[Entries taken from a collection]
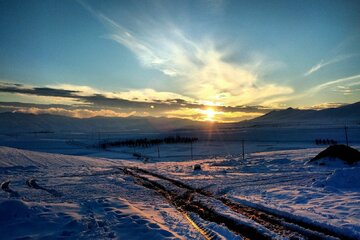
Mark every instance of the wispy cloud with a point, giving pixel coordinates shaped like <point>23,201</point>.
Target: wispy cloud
<point>86,102</point>
<point>351,81</point>
<point>323,63</point>
<point>198,66</point>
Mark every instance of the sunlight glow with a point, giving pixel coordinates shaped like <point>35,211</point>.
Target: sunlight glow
<point>210,114</point>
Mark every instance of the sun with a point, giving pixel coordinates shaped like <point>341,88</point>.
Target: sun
<point>210,114</point>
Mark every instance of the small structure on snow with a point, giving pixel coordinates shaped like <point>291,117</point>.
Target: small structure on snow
<point>345,153</point>
<point>197,167</point>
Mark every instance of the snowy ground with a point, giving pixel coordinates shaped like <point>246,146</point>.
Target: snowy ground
<point>282,182</point>
<point>84,197</point>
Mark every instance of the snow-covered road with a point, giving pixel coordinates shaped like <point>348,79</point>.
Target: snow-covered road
<point>61,196</point>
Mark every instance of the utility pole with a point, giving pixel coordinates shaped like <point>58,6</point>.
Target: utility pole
<point>243,148</point>
<point>191,150</point>
<point>347,141</point>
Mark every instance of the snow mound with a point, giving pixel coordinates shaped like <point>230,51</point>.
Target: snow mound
<point>344,178</point>
<point>12,158</point>
<point>345,153</point>
<point>13,209</point>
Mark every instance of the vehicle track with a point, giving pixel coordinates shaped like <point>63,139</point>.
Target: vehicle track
<point>33,184</point>
<point>5,187</point>
<point>284,226</point>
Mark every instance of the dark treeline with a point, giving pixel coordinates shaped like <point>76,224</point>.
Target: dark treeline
<point>145,142</point>
<point>325,142</point>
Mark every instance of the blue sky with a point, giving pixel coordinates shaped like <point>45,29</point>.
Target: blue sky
<point>178,58</point>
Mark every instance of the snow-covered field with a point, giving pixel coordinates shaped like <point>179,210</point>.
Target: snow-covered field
<point>87,197</point>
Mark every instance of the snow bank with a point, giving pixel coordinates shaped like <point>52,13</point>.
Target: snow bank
<point>12,158</point>
<point>342,178</point>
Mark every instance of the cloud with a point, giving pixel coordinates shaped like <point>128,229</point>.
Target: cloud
<point>77,113</point>
<point>84,101</point>
<point>347,80</point>
<point>198,66</point>
<point>323,63</point>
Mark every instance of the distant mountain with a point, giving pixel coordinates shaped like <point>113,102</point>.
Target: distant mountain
<point>347,114</point>
<point>29,123</point>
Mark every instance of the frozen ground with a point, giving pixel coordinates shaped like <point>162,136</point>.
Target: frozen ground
<point>82,197</point>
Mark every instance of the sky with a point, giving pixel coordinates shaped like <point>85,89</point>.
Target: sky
<point>207,60</point>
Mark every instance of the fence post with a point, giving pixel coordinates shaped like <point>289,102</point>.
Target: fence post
<point>243,148</point>
<point>158,151</point>
<point>191,150</point>
<point>347,141</point>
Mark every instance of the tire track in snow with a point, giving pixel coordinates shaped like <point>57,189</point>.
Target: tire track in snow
<point>5,187</point>
<point>33,184</point>
<point>283,225</point>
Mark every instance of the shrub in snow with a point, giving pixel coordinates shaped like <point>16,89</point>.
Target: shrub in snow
<point>197,167</point>
<point>345,153</point>
<point>342,178</point>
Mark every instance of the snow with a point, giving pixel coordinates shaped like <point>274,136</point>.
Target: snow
<point>97,200</point>
<point>282,182</point>
<point>343,178</point>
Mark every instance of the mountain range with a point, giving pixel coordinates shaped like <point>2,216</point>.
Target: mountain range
<point>16,122</point>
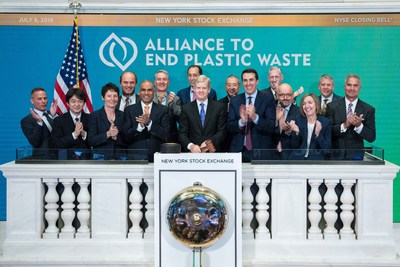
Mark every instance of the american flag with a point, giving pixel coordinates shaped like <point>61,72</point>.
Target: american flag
<point>73,74</point>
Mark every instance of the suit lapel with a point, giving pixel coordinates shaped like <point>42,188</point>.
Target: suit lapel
<point>195,111</point>
<point>342,109</point>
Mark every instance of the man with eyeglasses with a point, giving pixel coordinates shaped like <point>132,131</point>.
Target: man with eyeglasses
<point>285,112</point>
<point>275,78</point>
<point>232,87</point>
<point>326,86</point>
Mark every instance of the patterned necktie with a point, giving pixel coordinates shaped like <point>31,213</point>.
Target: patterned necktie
<point>349,110</point>
<point>146,109</point>
<point>323,111</point>
<point>202,114</point>
<point>249,144</point>
<point>48,121</point>
<point>160,99</point>
<point>127,102</point>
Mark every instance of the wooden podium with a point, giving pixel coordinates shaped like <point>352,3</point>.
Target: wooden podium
<point>221,172</point>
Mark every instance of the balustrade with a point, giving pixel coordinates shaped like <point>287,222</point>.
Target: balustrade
<point>318,212</point>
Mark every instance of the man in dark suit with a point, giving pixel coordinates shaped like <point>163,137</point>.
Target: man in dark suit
<point>275,77</point>
<point>251,120</point>
<point>326,86</point>
<point>203,121</point>
<point>104,127</point>
<point>70,129</point>
<point>146,124</point>
<point>128,81</point>
<point>171,101</point>
<point>352,121</point>
<point>286,111</point>
<point>37,125</point>
<point>187,94</point>
<point>232,87</point>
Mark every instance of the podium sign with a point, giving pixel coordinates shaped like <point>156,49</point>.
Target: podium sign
<point>220,172</point>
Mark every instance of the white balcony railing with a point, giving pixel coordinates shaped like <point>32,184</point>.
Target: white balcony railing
<point>102,214</point>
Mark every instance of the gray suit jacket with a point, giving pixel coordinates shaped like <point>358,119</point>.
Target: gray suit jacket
<point>349,145</point>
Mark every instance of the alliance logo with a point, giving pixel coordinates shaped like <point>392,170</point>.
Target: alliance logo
<point>125,47</point>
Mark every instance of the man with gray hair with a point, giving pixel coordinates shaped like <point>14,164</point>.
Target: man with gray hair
<point>170,100</point>
<point>326,86</point>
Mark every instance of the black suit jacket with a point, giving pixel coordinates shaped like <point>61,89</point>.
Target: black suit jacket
<point>63,127</point>
<point>349,145</point>
<point>137,100</point>
<point>97,134</point>
<point>184,95</point>
<point>38,136</point>
<point>334,97</point>
<point>261,133</point>
<point>191,131</point>
<point>149,140</point>
<point>319,146</point>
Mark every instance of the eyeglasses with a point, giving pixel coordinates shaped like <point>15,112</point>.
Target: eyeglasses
<point>285,95</point>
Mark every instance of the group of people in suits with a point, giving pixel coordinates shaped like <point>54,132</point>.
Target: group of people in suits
<point>262,124</point>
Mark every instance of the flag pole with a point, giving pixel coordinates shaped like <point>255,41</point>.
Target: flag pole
<point>76,6</point>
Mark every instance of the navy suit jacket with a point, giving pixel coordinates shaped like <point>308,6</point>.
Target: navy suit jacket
<point>149,140</point>
<point>349,145</point>
<point>261,133</point>
<point>38,136</point>
<point>63,127</point>
<point>191,131</point>
<point>184,95</point>
<point>319,146</point>
<point>137,100</point>
<point>334,97</point>
<point>97,133</point>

WORK TO BE COMPLETED:
Exactly reproduce each record, leaving out any pictures.

EXERCISE RESULT:
Mark every instance of the wispy cloud with a point, giving pixel coordinates shaped like <point>23,201</point>.
Target: wispy cloud
<point>86,102</point>
<point>351,81</point>
<point>323,63</point>
<point>198,66</point>
Mark every instance of the sunlight glow with a point, giving pixel coordinates shaped like <point>35,211</point>.
Target: sunlight glow
<point>210,114</point>
Mark every instance of the sun with a point, giving pixel coordinates shaped like <point>341,88</point>.
Target: sun
<point>210,114</point>
Mark every instance of the small structure on snow with a point, giving pixel coordinates shaped like <point>291,117</point>.
Target: small structure on snow
<point>345,153</point>
<point>197,167</point>
Mark every instance of the snowy ground with a point, giving pixel coordinates shaped like <point>246,146</point>.
Target: snowy ground
<point>282,182</point>
<point>84,197</point>
Mark every instance of the snow-covered road with a point, giving pixel coordinates shaped like <point>348,79</point>.
Target: snow-covered road
<point>61,196</point>
Mark every instance of the utility pole with a point, giving pixel coordinates shaped like <point>58,6</point>.
Target: utility pole
<point>243,148</point>
<point>191,150</point>
<point>347,141</point>
Mark every instance of the snow mound with a point, giving pixel coordinates shaped like <point>230,51</point>.
Target: snow mound
<point>344,178</point>
<point>12,158</point>
<point>345,153</point>
<point>13,209</point>
Mark every instance of the vehicle track with a point, giving pixel coordinates shaped like <point>63,139</point>.
Target: vehicle track
<point>33,184</point>
<point>5,187</point>
<point>284,226</point>
Mark every instance of the dark treeline with a point, giving pixel coordinates shaped like <point>76,224</point>.
Target: dark treeline
<point>145,142</point>
<point>325,142</point>
Mark every instance of the blue sky with a point, giving pixel coordinates shaped like <point>45,29</point>.
Target: blue sky
<point>178,58</point>
Mark every instance of the snow-covered field with a point, giving pixel coordinates shaped like <point>179,210</point>.
Target: snow-covered field
<point>87,197</point>
Mark every instance of the snow bank with a point, giving pixel coordinates shaped like <point>52,13</point>.
Target: snow bank
<point>12,158</point>
<point>342,178</point>
Mark every instance of the cloud with a point, giving pixel coordinates shaped like <point>128,229</point>.
Target: cloud
<point>77,113</point>
<point>84,101</point>
<point>347,80</point>
<point>198,66</point>
<point>323,63</point>
Mark every instance of the distant mountain with a point, giving pixel coordinates shaped like <point>113,102</point>.
Target: distant mountain
<point>347,114</point>
<point>29,123</point>
Mark every instance of the frozen ground with a point, giving pixel coordinates shaped like <point>162,136</point>.
Target: frozen ground
<point>82,197</point>
Mark every instance of the sky with a point, giving pixel coordinates shaped like <point>85,89</point>.
Target: sky
<point>207,60</point>
Mark every instance of the fence post with a point, giving pixel coordinates shaped like <point>289,102</point>.
Target: fence post
<point>243,148</point>
<point>158,151</point>
<point>191,150</point>
<point>347,141</point>
Mark every instance of the tire track in snow with a point, giving pixel coordinates shaped like <point>57,189</point>.
Target: tire track in snow
<point>5,187</point>
<point>33,184</point>
<point>283,225</point>
Mark every instance of the shrub in snow with a point, giving pixel coordinates shaped like <point>16,89</point>.
Target: shrub in snow
<point>197,167</point>
<point>345,153</point>
<point>342,178</point>
Mark every instance of the snow with a point, giving pixel coordinates shaped like <point>274,136</point>.
Target: snow
<point>97,200</point>
<point>282,182</point>
<point>343,178</point>
Mark every instance of the mountain range with a point, giving pixel coordinates shaped like <point>2,216</point>.
Target: mountain range
<point>16,122</point>
Mark every instance of the american flag with a point, giving pixel coordinates shaped like <point>61,72</point>.
Target: american flag
<point>73,74</point>
Mark every instance of the suit lapel with a point, giving pixel coordinates shaped like <point>42,188</point>.
Target: suit lapel
<point>195,111</point>
<point>342,109</point>
Mark every instance of the man with eyeglasses with a point, giving pixel coordinates shaped like <point>132,131</point>.
Target: man with eyeglasses
<point>285,112</point>
<point>275,78</point>
<point>232,87</point>
<point>326,86</point>
Mark every instance of the patterned necktie with a point, giving pixel coordinates shaped like <point>31,213</point>.
Target: patterned necktie
<point>349,110</point>
<point>146,109</point>
<point>323,111</point>
<point>202,114</point>
<point>249,144</point>
<point>48,121</point>
<point>160,99</point>
<point>127,102</point>
Mark every instance of the wooden podium with a point, giving pixel coordinates shaped like <point>352,3</point>.
Target: wooden podium
<point>221,172</point>
Mark every instance of the balustrade with a point, giving pixel coordinates shaped like <point>287,222</point>.
Target: balustrade
<point>318,212</point>
Mark every instance of the man in dark suit with a point, giving pixel coordinates shaped like <point>163,137</point>.
Target: man in dark suit
<point>275,77</point>
<point>251,120</point>
<point>326,86</point>
<point>203,121</point>
<point>104,127</point>
<point>70,129</point>
<point>146,124</point>
<point>128,81</point>
<point>171,101</point>
<point>352,121</point>
<point>286,111</point>
<point>37,125</point>
<point>187,94</point>
<point>232,87</point>
Mark every instance of the podium sign with a point, giving pixel coordinates shaped like <point>156,49</point>.
Target: podium sign
<point>220,172</point>
Mark every instance of the white balcony railing with a point, giving pixel coordinates shaped like <point>32,184</point>.
Target: white balcony railing
<point>102,214</point>
Mark every instance of the gray suit jacket with a point, giving pixel coordinates shaped like <point>358,119</point>.
Target: gray suit jacket
<point>349,145</point>
Mark every instance of the alliance logo with a point, giving pixel coordinates shaped like <point>392,170</point>.
Target: alliance logo
<point>125,47</point>
Mark every instance of the man with gray hair with a point, giving pixel coordinates shaped like <point>14,164</point>.
Target: man with gray hair
<point>170,100</point>
<point>326,86</point>
Mark every instance of the black suit jacket with a point, giving pixel coordinates shaped like <point>61,89</point>.
Target: black suit jacket
<point>63,127</point>
<point>349,145</point>
<point>137,100</point>
<point>97,134</point>
<point>184,95</point>
<point>38,136</point>
<point>334,97</point>
<point>261,133</point>
<point>191,131</point>
<point>149,140</point>
<point>319,146</point>
Mark every instance of the eyeglasses with a point, giving pixel coordinates shaped like <point>15,112</point>.
Target: eyeglasses
<point>285,95</point>
Mark every instance of the group of people in suits with a point, giving pixel coordinates shaped like <point>54,132</point>.
Target: group of people in suits
<point>262,124</point>
Mark every instance of the flag pole with a point, giving pixel coordinates shaped like <point>255,41</point>.
Target: flag pole
<point>76,6</point>
Mark every instance of the navy suit jacket with a point, giving pixel coordinates shaped like <point>308,6</point>.
Target: navy suit jacket
<point>149,140</point>
<point>349,145</point>
<point>261,133</point>
<point>38,136</point>
<point>63,127</point>
<point>191,131</point>
<point>184,95</point>
<point>319,146</point>
<point>137,100</point>
<point>334,97</point>
<point>97,133</point>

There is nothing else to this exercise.